FelixKrueger/Bismark

Question about Bismark's Handling of Mismatches and Deletions

Closed this issue · 1 comments

Hello,

First of all, thank you for developing and maintaining such a great tool! I’ve been using Bismark to analyze CpG, CHG, and CHH sites, and I noticed something curious: when there are mismatches, Bismark seems to rely on the reference genome, but when there are deletions, it appears to rely on the reads. I understand that this may be due to the alignment algorithm, but I would like to understand the reasoning behind this behavior in more detail.

Could you explain why Bismark prioritizes the read sequence in the case of deletions, instead of following the same logic as for mismatches, where the reference genome is used? Could this behavior potentially affect certain analyses, particularly when handling specific regions with frequent mismatches or indels?

I appreciate your time and any clarification you can provide!

Hi @hmu-youbai,

I have written down some thoughts on this behaviour and its potential downstream consequences here: https://felixkrueger.github.io/Bismark/faq/context_change/

Maybe as short attempt of our thinking of a rationale for this behaviour (which is now well than a decade ago...):
Generally, there is a conscious decision to base methylation calls on the reference genome, because this in common for all samples analysed, and sequencing errors and/or mutations do not produce wildly different coordinates.

--- Source data ---
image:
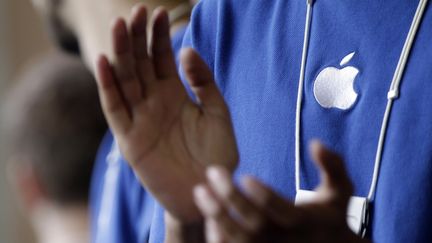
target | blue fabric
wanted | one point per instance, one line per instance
(254, 49)
(121, 209)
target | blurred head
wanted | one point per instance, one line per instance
(51, 10)
(53, 125)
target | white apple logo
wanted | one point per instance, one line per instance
(334, 88)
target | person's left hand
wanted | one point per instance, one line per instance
(260, 215)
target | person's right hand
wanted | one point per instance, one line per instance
(166, 137)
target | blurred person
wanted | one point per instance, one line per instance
(53, 125)
(122, 210)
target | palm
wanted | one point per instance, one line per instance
(167, 138)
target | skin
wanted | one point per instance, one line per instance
(166, 137)
(88, 21)
(264, 216)
(142, 97)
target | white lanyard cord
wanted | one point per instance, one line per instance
(392, 94)
(300, 91)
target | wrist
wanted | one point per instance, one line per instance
(178, 231)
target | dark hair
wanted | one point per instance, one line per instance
(59, 31)
(55, 122)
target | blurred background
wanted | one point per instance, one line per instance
(22, 39)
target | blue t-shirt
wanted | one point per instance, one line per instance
(254, 49)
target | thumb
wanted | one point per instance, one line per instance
(201, 81)
(335, 187)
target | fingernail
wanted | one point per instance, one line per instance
(219, 180)
(213, 234)
(205, 201)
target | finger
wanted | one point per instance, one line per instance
(202, 83)
(138, 27)
(335, 183)
(162, 53)
(249, 216)
(213, 232)
(112, 102)
(278, 208)
(212, 209)
(124, 64)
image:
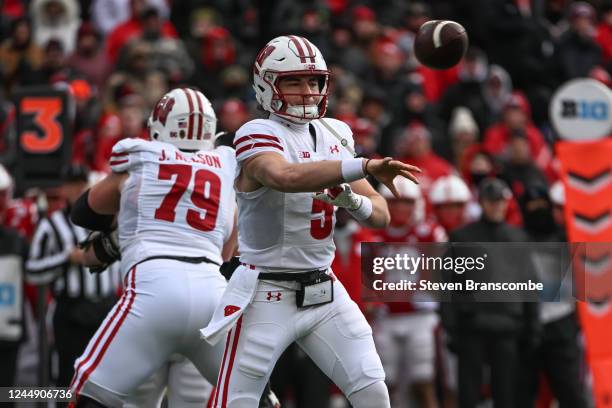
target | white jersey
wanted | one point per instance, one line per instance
(173, 203)
(287, 231)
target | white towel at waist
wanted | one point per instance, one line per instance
(238, 294)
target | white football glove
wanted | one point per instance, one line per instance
(341, 196)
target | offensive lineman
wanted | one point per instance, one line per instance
(175, 204)
(284, 291)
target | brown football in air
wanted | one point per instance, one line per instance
(440, 44)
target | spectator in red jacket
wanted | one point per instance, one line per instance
(516, 118)
(131, 124)
(413, 146)
(134, 28)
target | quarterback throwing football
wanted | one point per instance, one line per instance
(294, 169)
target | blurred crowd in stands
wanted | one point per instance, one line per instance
(485, 118)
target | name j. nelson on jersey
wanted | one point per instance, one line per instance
(199, 157)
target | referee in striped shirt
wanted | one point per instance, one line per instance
(82, 299)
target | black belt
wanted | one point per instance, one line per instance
(302, 277)
(188, 259)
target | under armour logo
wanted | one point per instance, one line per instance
(276, 296)
(230, 309)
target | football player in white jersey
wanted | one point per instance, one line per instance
(175, 207)
(286, 291)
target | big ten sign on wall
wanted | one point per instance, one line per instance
(44, 135)
(580, 113)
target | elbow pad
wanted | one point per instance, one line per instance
(84, 216)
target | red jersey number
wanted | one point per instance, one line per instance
(320, 228)
(205, 196)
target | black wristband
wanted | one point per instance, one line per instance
(105, 249)
(84, 216)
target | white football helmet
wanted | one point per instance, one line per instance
(185, 118)
(449, 189)
(405, 187)
(290, 55)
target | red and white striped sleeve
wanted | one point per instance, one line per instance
(120, 160)
(249, 142)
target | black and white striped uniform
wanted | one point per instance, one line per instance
(82, 299)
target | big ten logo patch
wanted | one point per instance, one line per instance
(584, 109)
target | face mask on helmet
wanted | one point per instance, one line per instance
(185, 118)
(282, 79)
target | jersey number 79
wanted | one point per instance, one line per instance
(205, 196)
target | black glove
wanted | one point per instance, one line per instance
(105, 246)
(228, 268)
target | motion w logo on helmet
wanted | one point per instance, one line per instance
(261, 57)
(162, 109)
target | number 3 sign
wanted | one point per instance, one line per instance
(44, 135)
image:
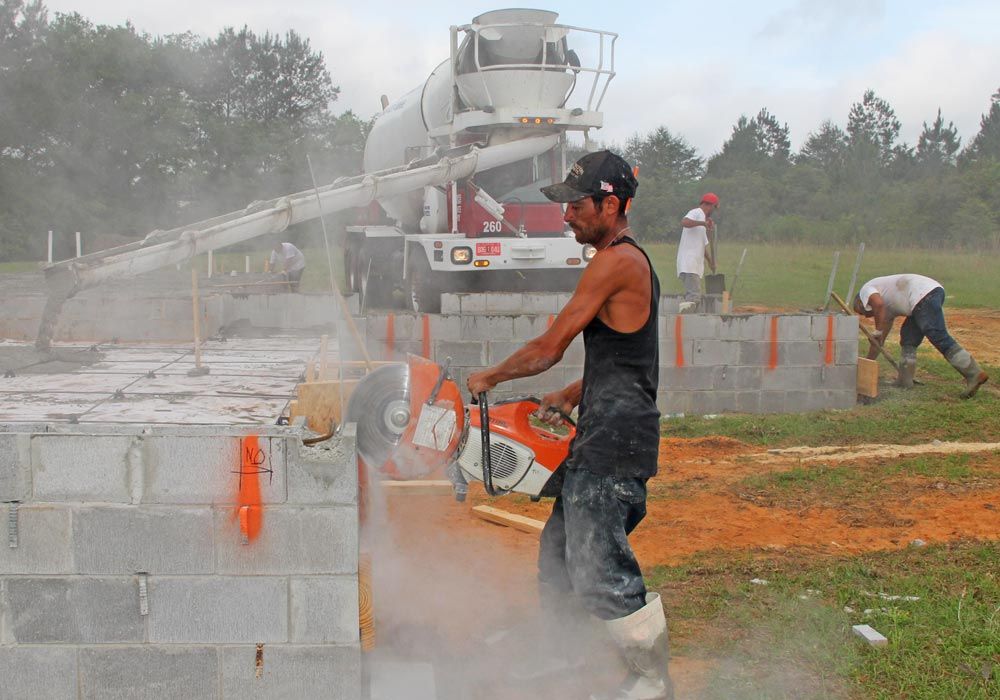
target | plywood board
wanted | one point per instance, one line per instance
(867, 377)
(502, 517)
(320, 403)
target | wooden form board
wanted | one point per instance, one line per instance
(502, 517)
(867, 377)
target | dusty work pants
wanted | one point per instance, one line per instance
(927, 320)
(692, 286)
(584, 547)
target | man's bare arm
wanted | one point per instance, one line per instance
(600, 280)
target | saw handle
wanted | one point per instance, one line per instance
(484, 432)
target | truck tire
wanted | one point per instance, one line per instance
(423, 288)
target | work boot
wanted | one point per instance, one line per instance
(642, 640)
(959, 358)
(907, 368)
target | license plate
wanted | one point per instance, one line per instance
(488, 248)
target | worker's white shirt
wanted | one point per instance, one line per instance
(296, 260)
(691, 251)
(900, 293)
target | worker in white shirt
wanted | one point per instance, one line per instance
(920, 300)
(290, 262)
(694, 250)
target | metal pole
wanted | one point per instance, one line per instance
(854, 276)
(833, 276)
(345, 311)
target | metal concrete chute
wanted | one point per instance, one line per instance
(162, 248)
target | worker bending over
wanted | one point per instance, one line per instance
(290, 262)
(584, 557)
(920, 299)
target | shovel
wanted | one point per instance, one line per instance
(715, 283)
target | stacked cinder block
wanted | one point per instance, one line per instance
(124, 572)
(747, 363)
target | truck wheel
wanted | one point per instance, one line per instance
(423, 293)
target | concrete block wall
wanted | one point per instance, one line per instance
(124, 572)
(746, 363)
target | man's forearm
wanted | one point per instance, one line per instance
(527, 361)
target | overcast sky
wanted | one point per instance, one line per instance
(692, 67)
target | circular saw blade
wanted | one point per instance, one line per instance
(380, 406)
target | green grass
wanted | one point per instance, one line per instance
(796, 276)
(792, 637)
(931, 411)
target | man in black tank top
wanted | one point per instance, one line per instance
(585, 560)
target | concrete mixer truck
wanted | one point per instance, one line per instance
(513, 77)
(455, 167)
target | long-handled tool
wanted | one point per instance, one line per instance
(868, 334)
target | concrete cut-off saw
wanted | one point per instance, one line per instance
(411, 421)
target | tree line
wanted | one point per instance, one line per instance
(108, 129)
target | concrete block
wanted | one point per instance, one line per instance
(791, 379)
(326, 473)
(743, 327)
(291, 541)
(218, 610)
(43, 541)
(130, 539)
(772, 402)
(736, 378)
(487, 328)
(74, 610)
(701, 326)
(499, 350)
(712, 353)
(746, 402)
(81, 468)
(528, 327)
(149, 673)
(292, 672)
(846, 352)
(808, 353)
(673, 402)
(839, 377)
(38, 673)
(538, 303)
(445, 327)
(504, 302)
(473, 304)
(463, 353)
(793, 327)
(15, 467)
(204, 469)
(324, 610)
(451, 304)
(755, 354)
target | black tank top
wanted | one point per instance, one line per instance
(618, 428)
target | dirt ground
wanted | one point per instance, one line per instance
(697, 503)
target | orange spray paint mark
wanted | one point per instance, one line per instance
(253, 463)
(679, 339)
(829, 340)
(390, 336)
(773, 360)
(426, 349)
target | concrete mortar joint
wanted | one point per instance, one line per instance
(12, 525)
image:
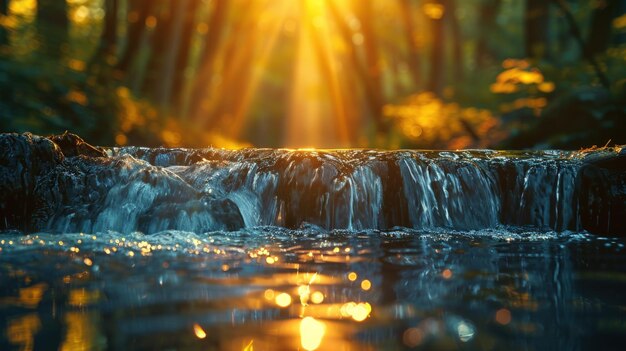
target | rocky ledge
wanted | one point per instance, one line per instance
(61, 183)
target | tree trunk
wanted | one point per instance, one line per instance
(489, 9)
(372, 96)
(169, 64)
(108, 40)
(457, 40)
(158, 46)
(52, 26)
(374, 72)
(414, 61)
(601, 24)
(201, 86)
(182, 60)
(536, 29)
(137, 15)
(435, 79)
(4, 11)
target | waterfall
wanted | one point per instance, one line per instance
(204, 190)
(78, 188)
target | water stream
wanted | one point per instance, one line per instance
(163, 249)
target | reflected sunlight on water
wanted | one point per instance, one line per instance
(219, 291)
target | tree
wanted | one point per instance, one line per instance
(169, 64)
(4, 11)
(201, 88)
(488, 12)
(409, 28)
(436, 77)
(536, 29)
(457, 40)
(138, 13)
(189, 29)
(602, 17)
(52, 26)
(108, 39)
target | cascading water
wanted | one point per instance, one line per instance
(135, 248)
(153, 190)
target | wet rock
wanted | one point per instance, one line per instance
(602, 186)
(24, 159)
(73, 145)
(63, 184)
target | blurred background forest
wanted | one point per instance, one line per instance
(317, 73)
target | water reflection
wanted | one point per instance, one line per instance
(339, 290)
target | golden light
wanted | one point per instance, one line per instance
(283, 300)
(269, 294)
(352, 276)
(361, 311)
(433, 10)
(366, 285)
(200, 333)
(317, 297)
(304, 292)
(503, 316)
(311, 333)
(412, 337)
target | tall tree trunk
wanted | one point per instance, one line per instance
(201, 86)
(169, 64)
(137, 15)
(457, 40)
(4, 12)
(601, 24)
(372, 96)
(158, 46)
(489, 9)
(414, 61)
(52, 26)
(188, 32)
(435, 79)
(372, 62)
(536, 29)
(108, 39)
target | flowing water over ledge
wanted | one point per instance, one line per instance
(143, 249)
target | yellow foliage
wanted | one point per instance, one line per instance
(429, 121)
(433, 10)
(620, 22)
(78, 97)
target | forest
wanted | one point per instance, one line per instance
(444, 74)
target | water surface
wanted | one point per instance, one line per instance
(268, 288)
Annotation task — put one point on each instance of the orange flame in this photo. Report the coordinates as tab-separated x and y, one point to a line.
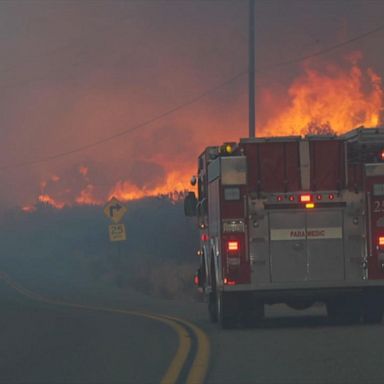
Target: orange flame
86	197
175	184
44	198
333	100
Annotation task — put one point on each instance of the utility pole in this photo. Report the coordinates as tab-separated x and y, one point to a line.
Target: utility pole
251	69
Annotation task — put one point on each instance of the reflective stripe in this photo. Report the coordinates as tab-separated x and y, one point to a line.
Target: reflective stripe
310	233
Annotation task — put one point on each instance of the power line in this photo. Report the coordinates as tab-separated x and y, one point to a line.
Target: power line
189	102
125	131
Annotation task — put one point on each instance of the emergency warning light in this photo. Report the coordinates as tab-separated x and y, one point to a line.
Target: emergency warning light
305	198
233	246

--- List of tasks ---
1. Write out the portion of the Bismark thread starting with "I appreciate your" and going on through "wildly different coordinates.".
2. Continue the Bismark thread from its last sentence.

--- Activity answers ---
1.
I appreciate your time and any clarification you can provide!

Hi @hmu-youbai,

I have written down some thoughts on this behaviour and its potential downstream consequences here: https://felixkrueger.github.io/Bismark/faq/context_change/

Maybe as short attempt of our thinking of a rationale for this behaviour (which is now well than a decade ago...):
Generally, there is a conscious decision to base methylation calls on the reference genome, because this in common for all samples analysed, and sequencing errors and/or mutations do not produce wildly different coordinates.

2.
With the introduction of Indel capable aligners (Bowtie2, HISAT2 or minimap2), we had to think about insertions and deletions as well. Insertions can be part of sequencing errors (even though the percentage of these is fairly low in Illumina data) or e.g. homo-polymer stretches, and it isn't immediately clear how to handle these. Insertions could either lead to context changes (with potentially low confidence), or even to the introduction of new bases that could essentially lead to a shift of the genome coordinate system (e.g. for and inserstion ACG). We therefore chose to mark insertions with XXX for the context calling, meaning that Cs right adjacent to an insertion will receive an Unknown context and thus not take part in downstream analysis at all. Equally, inserted Cs are ignored as well.

For deletions on the other hand, the position of the cytosine as such is the same as in the genome, and if anything then the context tends to change from CG to CHG or CHH, or vice versa. In mammalian systems this typically results in a status change from methylated to unmethylated (or the other way round), and this can amount to a substantial fraction of calls right next to a deletion. So in essence, deletions 'only' result in a potential context change, but they do not results in a shift of the coordinate system, and they are not reliant on introduced basecall qualities.

It is not a perfect solution, but of all the options it seemed to be the best compromise. Does this answer your question?